What is expected - Using the entries below, output exactly the line containing "in center of" and all lines that follow it to the end.

[Coordinate labeling data]
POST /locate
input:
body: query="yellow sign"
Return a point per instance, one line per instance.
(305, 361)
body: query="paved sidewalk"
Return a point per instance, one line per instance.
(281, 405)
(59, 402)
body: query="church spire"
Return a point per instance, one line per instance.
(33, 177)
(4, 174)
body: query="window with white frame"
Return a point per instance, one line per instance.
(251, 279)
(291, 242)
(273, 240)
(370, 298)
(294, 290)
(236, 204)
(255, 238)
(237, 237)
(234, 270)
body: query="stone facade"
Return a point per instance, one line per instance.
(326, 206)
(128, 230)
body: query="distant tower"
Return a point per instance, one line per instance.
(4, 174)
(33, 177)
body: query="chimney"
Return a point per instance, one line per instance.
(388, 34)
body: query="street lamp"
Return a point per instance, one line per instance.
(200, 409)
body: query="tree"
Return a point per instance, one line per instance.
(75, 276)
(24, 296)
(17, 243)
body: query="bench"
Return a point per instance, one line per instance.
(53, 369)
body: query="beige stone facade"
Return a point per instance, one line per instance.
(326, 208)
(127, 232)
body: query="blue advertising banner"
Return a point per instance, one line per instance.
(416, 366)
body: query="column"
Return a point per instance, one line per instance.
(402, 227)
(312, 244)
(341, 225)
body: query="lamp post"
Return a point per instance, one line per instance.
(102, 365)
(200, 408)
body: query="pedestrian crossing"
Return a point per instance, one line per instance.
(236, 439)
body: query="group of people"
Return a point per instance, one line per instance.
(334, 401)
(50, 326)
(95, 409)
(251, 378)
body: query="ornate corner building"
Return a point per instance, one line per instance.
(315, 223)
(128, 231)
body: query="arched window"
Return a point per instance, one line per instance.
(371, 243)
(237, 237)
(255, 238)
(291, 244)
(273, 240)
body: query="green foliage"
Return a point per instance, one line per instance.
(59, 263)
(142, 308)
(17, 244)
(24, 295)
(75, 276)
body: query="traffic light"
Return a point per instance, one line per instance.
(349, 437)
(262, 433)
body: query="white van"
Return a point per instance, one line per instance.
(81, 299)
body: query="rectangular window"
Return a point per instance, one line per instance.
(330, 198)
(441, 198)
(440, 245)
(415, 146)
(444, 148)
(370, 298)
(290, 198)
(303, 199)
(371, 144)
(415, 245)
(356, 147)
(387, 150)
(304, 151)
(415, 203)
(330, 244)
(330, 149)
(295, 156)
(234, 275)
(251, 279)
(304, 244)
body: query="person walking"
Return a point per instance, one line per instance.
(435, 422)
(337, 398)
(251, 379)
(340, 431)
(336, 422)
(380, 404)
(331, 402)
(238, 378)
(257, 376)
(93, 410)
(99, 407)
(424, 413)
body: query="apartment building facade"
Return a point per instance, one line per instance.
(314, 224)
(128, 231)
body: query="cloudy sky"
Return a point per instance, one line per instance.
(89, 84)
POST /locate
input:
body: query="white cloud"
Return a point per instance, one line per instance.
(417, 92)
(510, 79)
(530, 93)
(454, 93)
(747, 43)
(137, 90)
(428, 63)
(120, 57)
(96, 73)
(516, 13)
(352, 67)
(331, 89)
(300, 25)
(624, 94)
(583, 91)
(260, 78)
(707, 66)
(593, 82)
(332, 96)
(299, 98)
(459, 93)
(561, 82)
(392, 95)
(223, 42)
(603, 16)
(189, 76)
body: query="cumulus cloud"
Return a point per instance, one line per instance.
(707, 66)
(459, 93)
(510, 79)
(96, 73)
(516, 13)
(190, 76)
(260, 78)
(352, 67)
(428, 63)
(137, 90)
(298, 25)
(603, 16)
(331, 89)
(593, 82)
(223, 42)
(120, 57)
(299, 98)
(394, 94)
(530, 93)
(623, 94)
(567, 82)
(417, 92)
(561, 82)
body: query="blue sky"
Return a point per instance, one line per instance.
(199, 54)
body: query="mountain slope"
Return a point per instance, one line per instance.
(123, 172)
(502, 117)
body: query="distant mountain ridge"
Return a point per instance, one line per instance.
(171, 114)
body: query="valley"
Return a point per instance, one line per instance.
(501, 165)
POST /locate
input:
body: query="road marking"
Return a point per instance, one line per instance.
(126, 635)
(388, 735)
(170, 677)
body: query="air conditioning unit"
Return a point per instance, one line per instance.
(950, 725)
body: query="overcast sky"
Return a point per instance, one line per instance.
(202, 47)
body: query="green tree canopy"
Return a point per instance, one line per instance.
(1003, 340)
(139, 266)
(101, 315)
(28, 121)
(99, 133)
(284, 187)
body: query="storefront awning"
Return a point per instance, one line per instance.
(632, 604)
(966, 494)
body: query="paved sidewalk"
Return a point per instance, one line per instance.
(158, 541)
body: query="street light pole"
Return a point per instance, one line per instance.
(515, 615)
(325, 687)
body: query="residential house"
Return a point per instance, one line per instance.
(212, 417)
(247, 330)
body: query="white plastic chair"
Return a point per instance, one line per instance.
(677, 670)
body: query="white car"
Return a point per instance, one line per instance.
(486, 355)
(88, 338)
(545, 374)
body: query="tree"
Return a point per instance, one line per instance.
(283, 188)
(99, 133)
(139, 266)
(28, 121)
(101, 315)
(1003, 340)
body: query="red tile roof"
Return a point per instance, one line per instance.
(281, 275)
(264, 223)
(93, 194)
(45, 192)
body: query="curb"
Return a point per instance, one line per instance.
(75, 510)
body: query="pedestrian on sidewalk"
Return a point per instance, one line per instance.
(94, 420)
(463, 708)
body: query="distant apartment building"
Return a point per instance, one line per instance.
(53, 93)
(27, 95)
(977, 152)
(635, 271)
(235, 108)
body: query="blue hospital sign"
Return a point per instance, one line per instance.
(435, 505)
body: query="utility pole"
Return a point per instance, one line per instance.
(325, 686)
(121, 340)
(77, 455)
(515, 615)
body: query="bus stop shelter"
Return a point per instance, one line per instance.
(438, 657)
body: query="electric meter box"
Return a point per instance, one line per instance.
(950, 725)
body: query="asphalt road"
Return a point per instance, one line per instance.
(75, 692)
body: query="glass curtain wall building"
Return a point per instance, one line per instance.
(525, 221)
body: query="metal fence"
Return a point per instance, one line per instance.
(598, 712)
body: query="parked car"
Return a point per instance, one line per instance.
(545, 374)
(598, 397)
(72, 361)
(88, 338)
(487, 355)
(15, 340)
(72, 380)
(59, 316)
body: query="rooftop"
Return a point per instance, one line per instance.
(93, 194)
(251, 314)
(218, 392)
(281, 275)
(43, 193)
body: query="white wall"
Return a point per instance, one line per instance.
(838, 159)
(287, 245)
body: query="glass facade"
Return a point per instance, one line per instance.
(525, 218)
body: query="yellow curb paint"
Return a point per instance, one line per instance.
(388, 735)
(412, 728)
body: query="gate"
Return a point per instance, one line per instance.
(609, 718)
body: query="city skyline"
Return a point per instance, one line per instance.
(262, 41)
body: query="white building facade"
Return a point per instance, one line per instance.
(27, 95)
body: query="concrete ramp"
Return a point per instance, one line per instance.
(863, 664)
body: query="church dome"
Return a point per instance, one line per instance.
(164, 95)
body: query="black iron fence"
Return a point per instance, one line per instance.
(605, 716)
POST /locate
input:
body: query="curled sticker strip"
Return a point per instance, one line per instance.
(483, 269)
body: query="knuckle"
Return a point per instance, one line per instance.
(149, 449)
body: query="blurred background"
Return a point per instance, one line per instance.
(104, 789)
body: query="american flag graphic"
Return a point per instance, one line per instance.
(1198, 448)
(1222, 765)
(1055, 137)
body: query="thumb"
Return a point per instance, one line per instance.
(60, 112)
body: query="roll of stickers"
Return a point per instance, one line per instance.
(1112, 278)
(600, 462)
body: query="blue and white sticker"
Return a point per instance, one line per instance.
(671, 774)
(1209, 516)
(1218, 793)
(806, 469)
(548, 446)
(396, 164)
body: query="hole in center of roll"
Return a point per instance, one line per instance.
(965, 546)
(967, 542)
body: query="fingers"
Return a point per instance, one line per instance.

Solution for this task -
body: query="hole in center of roll"
Return a point per instance, one line per instance.
(965, 546)
(967, 542)
body: query="fingers"
Return a point per instance, one line per instance.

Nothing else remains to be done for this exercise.